What you need to do | Reproduce word for word the part of the article below that runs between "From curbing protests" and "entering campus, Nick Riemer reports.", inclusive.

Quoted passage |
-----

Monday 16th of February 2026

morally bankrupt intellectual effluent....

From curbing protests to controlling what can be said, state and Federal Labor governments are becoming authoritarian. Next in line is the thought police entering campus, Nick Riemer reports.

In December, the NSW Labor government gave itself the power to ban street marches for an indefinite period. We saw what that meant on February 9 as violent police charged, maced, beat and arrested protesters against Herzog’s visit.

In January, the federal ALP introduced new hate speech laws, which confer unprecedented discretion on the government to criminalise speech and groups to which it objects. Now, in a further stride down its authoritarian road, the federal government is reported to be proceeding with plans for political training for Australian university staff.

According to several recent reports, the federal government has agreed that ‘antisemitism training’ will be a ‘key’ area in which universities’ response to antisemitism will be assessed. University employees will, apparently, be required to undergo indoctrination in the ideology of the pro-Israel lobby, which identifies Zionism and Judaism and treats critics of Israel as likely antisemites.

-----

Raw records |
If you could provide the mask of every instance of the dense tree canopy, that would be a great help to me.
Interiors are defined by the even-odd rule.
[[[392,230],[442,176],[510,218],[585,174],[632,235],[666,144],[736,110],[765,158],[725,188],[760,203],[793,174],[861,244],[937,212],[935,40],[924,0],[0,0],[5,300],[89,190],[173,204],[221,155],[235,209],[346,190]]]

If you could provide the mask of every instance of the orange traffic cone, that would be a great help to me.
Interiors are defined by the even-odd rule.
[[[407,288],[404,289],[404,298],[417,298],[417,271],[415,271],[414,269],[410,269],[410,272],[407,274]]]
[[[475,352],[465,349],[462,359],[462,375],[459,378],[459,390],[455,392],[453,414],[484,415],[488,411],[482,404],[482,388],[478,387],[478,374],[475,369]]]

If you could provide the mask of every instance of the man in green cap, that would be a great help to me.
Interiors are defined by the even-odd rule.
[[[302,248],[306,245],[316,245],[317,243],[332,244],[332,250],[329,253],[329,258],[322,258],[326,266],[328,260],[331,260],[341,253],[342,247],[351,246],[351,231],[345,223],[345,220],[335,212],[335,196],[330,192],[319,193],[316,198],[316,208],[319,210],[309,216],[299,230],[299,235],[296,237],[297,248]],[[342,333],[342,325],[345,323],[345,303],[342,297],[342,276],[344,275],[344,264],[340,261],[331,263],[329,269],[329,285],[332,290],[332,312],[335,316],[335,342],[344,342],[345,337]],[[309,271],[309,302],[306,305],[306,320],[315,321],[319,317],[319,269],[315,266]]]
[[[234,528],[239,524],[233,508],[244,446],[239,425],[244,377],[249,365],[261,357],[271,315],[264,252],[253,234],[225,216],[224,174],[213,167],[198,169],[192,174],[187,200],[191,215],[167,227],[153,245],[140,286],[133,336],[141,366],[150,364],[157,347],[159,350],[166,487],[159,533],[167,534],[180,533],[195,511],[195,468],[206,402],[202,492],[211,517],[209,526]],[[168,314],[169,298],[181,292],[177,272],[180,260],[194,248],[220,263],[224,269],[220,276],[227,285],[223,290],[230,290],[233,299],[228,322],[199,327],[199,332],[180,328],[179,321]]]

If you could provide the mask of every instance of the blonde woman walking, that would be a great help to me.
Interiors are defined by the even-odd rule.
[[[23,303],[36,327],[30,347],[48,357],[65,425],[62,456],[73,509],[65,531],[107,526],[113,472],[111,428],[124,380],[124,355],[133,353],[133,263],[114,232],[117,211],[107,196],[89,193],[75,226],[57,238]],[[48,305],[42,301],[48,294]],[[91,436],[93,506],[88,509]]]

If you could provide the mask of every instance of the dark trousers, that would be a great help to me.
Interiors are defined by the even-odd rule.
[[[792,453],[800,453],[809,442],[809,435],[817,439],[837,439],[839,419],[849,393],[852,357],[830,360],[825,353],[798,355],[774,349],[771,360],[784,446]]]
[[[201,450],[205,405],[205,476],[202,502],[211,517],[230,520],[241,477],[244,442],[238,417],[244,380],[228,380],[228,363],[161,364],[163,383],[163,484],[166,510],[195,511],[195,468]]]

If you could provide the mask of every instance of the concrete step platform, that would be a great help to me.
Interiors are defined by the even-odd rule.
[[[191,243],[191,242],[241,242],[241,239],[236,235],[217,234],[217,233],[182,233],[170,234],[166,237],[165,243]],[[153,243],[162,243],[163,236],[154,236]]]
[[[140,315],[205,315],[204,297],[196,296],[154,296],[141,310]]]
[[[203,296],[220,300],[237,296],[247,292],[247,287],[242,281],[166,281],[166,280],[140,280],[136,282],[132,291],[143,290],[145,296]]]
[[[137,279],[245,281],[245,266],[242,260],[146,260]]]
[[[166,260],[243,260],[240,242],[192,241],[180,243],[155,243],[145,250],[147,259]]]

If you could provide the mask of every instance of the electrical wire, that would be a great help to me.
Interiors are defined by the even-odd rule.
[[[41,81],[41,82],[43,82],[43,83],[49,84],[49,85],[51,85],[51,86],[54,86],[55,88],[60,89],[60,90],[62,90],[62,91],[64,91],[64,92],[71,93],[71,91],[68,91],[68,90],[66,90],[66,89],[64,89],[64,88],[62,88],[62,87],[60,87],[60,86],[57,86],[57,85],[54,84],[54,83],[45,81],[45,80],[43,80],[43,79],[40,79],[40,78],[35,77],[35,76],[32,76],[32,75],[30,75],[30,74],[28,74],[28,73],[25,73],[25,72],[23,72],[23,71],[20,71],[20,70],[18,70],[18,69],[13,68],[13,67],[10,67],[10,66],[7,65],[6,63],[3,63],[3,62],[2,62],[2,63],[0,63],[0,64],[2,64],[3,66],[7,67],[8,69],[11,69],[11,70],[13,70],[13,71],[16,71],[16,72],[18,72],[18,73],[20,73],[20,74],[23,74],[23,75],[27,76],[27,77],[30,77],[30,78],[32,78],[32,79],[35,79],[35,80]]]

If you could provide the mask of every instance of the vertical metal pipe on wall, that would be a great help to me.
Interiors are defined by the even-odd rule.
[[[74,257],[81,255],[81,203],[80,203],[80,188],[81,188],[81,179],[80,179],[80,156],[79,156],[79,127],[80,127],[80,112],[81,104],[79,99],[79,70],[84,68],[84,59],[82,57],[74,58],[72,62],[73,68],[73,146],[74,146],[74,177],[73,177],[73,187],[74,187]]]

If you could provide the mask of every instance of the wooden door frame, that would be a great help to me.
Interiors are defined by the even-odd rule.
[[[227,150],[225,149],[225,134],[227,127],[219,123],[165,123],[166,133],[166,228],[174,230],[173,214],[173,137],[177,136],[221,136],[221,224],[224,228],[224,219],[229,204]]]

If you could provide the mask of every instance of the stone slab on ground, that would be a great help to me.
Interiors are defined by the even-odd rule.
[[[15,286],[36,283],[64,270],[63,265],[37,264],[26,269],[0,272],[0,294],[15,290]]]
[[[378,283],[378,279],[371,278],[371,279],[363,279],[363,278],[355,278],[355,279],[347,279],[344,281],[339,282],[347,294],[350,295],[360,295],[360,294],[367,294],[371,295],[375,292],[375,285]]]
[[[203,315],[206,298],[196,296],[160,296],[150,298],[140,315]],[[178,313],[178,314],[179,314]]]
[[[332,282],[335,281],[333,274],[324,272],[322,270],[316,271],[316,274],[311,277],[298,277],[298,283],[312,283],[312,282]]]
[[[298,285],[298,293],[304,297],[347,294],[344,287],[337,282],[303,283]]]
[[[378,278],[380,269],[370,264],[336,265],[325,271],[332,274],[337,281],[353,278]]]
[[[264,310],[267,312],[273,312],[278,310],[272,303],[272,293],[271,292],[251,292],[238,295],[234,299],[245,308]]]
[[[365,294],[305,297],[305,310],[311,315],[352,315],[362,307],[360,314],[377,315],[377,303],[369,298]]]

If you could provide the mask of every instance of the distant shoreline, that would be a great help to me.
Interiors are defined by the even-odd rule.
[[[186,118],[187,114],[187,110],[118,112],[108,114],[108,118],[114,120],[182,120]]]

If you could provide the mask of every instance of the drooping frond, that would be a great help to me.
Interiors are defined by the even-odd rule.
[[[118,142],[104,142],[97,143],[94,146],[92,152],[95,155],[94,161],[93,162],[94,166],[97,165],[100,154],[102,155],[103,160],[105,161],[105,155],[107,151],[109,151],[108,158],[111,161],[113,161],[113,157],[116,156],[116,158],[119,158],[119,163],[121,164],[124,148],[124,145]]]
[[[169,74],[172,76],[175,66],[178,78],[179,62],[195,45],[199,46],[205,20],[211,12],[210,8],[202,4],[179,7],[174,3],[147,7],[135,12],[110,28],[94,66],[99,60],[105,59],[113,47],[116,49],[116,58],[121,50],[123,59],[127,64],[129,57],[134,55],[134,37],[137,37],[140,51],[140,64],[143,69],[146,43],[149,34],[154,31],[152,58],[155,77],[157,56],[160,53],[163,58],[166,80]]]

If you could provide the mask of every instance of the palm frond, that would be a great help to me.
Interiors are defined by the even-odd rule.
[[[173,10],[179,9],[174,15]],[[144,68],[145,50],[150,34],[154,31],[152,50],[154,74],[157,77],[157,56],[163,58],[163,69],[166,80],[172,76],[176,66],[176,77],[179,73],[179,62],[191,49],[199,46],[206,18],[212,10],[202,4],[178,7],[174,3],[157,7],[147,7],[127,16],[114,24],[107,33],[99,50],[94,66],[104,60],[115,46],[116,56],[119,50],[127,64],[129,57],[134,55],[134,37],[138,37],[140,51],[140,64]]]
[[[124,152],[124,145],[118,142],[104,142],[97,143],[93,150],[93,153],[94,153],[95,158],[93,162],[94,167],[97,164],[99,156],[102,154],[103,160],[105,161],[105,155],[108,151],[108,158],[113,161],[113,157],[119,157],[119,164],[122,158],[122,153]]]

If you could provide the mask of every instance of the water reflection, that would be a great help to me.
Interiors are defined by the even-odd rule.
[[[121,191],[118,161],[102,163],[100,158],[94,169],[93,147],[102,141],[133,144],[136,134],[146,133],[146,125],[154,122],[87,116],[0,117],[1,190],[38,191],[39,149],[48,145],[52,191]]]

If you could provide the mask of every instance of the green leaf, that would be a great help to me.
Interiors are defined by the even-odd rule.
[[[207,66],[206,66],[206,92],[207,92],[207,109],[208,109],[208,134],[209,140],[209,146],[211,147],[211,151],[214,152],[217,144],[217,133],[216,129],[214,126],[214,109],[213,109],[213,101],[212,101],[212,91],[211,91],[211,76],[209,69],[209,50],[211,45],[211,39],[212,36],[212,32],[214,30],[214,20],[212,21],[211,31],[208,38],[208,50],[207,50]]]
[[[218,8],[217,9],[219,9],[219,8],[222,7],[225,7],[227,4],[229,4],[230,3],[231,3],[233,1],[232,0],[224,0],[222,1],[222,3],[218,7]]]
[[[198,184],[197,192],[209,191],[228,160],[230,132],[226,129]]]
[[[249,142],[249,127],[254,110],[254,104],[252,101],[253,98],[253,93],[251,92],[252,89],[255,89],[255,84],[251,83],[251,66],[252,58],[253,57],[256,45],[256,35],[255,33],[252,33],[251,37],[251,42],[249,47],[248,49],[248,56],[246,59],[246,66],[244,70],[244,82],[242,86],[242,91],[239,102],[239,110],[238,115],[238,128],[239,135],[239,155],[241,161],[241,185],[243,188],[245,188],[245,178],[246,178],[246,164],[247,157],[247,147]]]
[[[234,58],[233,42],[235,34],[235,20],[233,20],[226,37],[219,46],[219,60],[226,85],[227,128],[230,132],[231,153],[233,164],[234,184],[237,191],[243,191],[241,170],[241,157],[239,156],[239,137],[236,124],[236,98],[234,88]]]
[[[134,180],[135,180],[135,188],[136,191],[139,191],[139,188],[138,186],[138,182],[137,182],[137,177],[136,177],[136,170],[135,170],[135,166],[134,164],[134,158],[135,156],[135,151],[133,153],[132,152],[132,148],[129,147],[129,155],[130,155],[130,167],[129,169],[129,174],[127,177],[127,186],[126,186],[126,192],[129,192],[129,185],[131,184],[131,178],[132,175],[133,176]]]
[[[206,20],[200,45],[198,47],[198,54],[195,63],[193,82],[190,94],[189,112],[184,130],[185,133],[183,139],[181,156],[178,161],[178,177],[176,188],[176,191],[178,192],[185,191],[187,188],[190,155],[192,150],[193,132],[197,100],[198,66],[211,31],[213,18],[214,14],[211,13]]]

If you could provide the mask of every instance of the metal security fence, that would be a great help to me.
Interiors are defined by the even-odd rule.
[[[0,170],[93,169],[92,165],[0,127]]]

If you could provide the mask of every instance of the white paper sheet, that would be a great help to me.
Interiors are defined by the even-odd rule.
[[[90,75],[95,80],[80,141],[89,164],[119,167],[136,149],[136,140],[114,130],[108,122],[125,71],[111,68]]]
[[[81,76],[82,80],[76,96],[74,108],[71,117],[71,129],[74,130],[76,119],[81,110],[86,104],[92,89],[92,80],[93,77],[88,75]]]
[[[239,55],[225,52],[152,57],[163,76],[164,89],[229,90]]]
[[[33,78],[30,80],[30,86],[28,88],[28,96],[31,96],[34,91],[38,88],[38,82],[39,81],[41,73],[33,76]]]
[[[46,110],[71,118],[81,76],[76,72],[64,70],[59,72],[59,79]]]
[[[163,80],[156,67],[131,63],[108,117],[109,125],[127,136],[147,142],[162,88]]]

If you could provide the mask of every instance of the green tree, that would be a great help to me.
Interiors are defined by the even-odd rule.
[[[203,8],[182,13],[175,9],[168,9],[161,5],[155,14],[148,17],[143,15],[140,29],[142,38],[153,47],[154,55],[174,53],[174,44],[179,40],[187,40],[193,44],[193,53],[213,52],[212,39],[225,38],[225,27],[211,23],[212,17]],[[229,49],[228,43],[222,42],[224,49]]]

-----

Solution to the problem |
From curbing protests to controlling what can be said, state and Federal Labor governments are becoming authoritarian. Next in line is the thought police entering campus, Nick Riemer reports.